# TASK PROMPT
Please quote the material exactly, every line of it.

# LISTED ENTRIES

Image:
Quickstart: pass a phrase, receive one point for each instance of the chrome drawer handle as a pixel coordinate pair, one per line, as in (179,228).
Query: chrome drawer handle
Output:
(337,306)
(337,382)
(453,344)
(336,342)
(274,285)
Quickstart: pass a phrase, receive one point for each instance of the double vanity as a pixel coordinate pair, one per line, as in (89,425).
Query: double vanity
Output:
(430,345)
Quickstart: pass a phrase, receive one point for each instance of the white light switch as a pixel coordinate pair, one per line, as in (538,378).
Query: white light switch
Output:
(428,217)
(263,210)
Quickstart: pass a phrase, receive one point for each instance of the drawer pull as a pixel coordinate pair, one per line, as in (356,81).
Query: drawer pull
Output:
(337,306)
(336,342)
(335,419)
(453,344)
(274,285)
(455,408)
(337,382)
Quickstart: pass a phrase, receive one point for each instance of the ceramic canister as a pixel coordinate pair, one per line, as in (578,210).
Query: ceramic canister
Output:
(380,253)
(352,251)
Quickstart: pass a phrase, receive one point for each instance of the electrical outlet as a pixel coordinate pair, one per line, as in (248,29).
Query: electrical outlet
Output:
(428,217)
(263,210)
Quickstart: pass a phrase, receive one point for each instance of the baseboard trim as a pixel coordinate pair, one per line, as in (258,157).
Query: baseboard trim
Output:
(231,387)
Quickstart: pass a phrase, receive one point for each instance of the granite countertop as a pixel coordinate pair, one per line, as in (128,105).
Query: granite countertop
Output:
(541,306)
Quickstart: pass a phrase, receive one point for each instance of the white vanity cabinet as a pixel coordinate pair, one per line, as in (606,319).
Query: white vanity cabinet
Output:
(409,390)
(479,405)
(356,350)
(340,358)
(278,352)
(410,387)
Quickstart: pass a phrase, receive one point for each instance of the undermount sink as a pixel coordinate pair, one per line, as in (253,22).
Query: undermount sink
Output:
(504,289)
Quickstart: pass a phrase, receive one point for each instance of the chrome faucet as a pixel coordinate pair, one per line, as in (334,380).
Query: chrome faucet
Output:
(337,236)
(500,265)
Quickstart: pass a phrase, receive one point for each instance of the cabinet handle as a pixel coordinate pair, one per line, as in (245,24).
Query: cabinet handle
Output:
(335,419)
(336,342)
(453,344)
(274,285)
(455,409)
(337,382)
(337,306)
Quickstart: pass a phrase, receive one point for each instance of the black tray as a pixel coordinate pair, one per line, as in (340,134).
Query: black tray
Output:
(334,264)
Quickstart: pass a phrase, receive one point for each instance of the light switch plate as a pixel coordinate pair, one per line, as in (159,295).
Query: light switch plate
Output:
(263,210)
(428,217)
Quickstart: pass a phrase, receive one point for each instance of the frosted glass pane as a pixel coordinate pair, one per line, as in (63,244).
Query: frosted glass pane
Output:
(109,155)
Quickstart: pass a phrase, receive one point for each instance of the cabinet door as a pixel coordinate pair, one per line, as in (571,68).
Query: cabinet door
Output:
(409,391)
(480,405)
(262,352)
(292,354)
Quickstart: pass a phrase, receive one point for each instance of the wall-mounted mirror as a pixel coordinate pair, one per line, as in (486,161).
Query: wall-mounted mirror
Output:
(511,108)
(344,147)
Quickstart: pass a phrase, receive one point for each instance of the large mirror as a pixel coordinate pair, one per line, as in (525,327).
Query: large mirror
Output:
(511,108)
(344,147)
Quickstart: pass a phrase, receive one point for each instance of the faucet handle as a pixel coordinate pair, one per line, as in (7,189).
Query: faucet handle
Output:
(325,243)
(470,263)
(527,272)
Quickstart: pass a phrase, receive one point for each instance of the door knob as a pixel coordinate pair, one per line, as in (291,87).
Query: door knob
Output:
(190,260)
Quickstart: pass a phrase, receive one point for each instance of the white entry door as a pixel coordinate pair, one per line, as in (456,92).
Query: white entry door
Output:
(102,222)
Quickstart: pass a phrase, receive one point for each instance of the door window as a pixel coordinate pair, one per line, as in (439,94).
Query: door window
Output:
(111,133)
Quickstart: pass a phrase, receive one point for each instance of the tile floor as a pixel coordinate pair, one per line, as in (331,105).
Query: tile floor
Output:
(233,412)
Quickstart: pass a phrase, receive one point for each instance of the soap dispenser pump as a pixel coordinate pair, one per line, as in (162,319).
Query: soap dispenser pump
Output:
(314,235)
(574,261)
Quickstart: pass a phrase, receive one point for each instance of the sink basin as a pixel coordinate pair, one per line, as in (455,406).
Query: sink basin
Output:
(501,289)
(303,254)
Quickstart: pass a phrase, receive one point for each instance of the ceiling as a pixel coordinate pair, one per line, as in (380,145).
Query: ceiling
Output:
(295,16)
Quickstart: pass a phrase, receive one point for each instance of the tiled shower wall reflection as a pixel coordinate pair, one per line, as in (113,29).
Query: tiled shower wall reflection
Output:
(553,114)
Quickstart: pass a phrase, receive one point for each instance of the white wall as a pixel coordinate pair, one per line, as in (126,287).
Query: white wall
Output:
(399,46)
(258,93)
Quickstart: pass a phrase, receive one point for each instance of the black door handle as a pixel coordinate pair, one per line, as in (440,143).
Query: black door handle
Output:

# FINAL ANSWER
Image:
Quickstart: pass a phrase, receive one point for each instance of the chrome drawer handle as a pixel coordinate pair, one per line, as in (179,228).
Query: chrome drawer handle
Output:
(337,306)
(337,382)
(453,344)
(336,342)
(274,285)
Quickstart: pass a phrase, receive one point for each instance of the double vanity as a pixel coordinate pair, one per line, as in (89,425).
Query: double vanity
Output:
(430,345)
Quickstart: pass a phrase, receive one point for each instance of the white light switch as a pixel coordinate pair, one per line, as in (538,378).
Query: white light switch
Output:
(428,217)
(263,210)
Quickstart: pass a phrase, receive one point for each instance of the drawer pull as a pixel coordinate pair, one per line, as in (356,81).
Query: drawer pull
Output:
(337,306)
(336,342)
(335,419)
(453,344)
(274,285)
(455,408)
(337,382)
Quickstart: pass a phrase, receive one point for each instance of the ceramic canister as a pixel coordinate pair, one per line, as in (578,210).
Query: ceramic canister
Output:
(380,253)
(352,251)
Quickstart: pass a phrase, receive one point for each instance of the electrical outlet as a pixel coordinate pair, one per line, as in (248,29).
Query: electrical outlet
Output:
(428,217)
(263,210)
Quickstart: pass a phrase, receive one point for each instance of the baseboard trim as a pixel coordinate pair, one per line, as in (258,157).
Query: baseboard trim
Output:
(231,387)
Quickstart: pass a phrase, receive one point for each instance of the granite countertop as a pixel coordinate pair, one per line, as in (128,105).
Query: granite countertop
Output:
(541,306)
Quickstart: pass a phrase, receive one point for each instance of the white vanity cabinet as a pixel coordinate pair, one per line, as in (606,319).
Query: white vanity cabinet
Output:
(409,390)
(479,405)
(356,350)
(340,358)
(278,352)
(410,387)
Quickstart: pass a phrase, receive one point for each instance of the undermount sink as a pixel coordinate pair, one per line, as in (253,22).
Query: undermount sink
Output:
(504,289)
Quickstart: pass a phrase, receive one point for each instance of the chrome faucet as a pixel coordinate pair, one per line, as in (334,380).
Query: chrome faucet
Output:
(337,236)
(500,265)
Quickstart: pass a phrase, receive one point for each instance of the cabinet handle as a pixel coordinate pair, one per line, as in (245,24).
Query: cabinet handle
Output:
(335,419)
(336,342)
(453,344)
(274,285)
(455,409)
(337,382)
(337,306)
Quickstart: pass a phrase, receive one point for each instance of the black tray as a pixel coordinate pair, one per line, as in (340,134).
Query: black tray
Output:
(334,264)
Quickstart: pass a phrase, receive one point for each instance of the light switch plate as a pixel coordinate pair, one per line, as in (159,295).
Query: light switch plate
Output:
(263,210)
(428,217)
Quickstart: pass a phrase, receive one point for each instance of the frosted glass pane as a pixel coordinate pair, one per line, as in (63,244).
Query: frosted glass pane
Output:
(109,155)
Quickstart: pass a phrase, receive one point for each instance of the cabinet door as a pixel coordinate pair, one per line, as in (571,68).
Query: cabinet door
Output:
(409,391)
(480,405)
(262,352)
(292,354)
Quickstart: pass a phrase, receive one point for each instance of the wall-mounted mirror as a pixel coordinate pair, one per line, as in (486,161).
Query: wall-mounted mirror
Output:
(511,108)
(344,147)
Quickstart: pass a phrase, receive one point for each instance of the large mirror as a pixel coordinate pair, one per line, as in (525,327).
Query: large mirror
Output:
(511,108)
(344,147)
Quickstart: pass a phrase, receive one point for each instance of the faucet handle as a pixel coordinate pair, one per line, as in (7,189).
Query: faucet handle
Output:
(325,243)
(470,263)
(527,272)
Quickstart: pass a phrase, receive one point for each instance of the door knob as a pixel coordinate pair, one per line, as in (291,87).
Query: door knob
Output:
(190,260)
Quickstart: pass a phrase, receive one point for each instance of the white entry door as a pixel coordinate pair, one per line, as in (456,92).
Query: white entry door
Output:
(102,222)
Quickstart: pass a phrase, receive one point for each instance of the door window as a pixel coordinate pair, one per line, as in (439,94).
Query: door window
Output:
(111,133)
Quickstart: pass a phrase, receive one point for each instance of the tile floor as a pixel coordinate pair, one per line, as in (331,105).
Query: tile floor
Output:
(233,412)
Quickstart: pass a phrase, receive one point for each instance of the soap dispenser pump as a pixel coordinate pair, one per line, as in (162,319).
Query: soap dispenser pump
Output:
(314,235)
(574,261)
Quickstart: pass a phrase, receive one point for each instance of the sink basin as a pixel coordinate pair, one per line, as in (455,406).
Query: sink basin
Output:
(501,289)
(303,254)
Quickstart: pass a phrase, receive one point for each instance of the ceiling as a pixel coordinate pair, one per line, as in (380,145).
Query: ceiling
Output:
(295,16)
Quickstart: pass a phrase, receive one point for each instance of the tiled shower wall reflection as a pixel coordinate pair, one per line, as in (113,29).
Query: tiled shower wall reflection
Output:
(553,114)
Quickstart: pass a phrase, receive one point for each instance of the white wall as a pixel coordinate pair, one per line, as in (126,287).
Query: white wall
Output:
(399,46)
(258,93)
Quickstart: pass a phrase, receive one point for each instance of the black door handle as a pixel coordinate pair, one per line, as in (440,143).
Query: black door handle
Output:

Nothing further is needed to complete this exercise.